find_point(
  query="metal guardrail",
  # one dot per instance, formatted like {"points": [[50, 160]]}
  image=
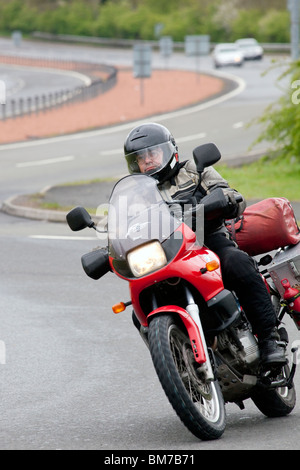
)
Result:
{"points": [[102, 79], [127, 43]]}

******

- **Brief**
Could you restate exactly the lines from the line containing "# one dot per" through the end of the listing, both ends included and nothing else, leaving the images out?

- **Written response**
  # one dot per instance, formatted like {"points": [[50, 160]]}
  image=
)
Result:
{"points": [[102, 79], [127, 43]]}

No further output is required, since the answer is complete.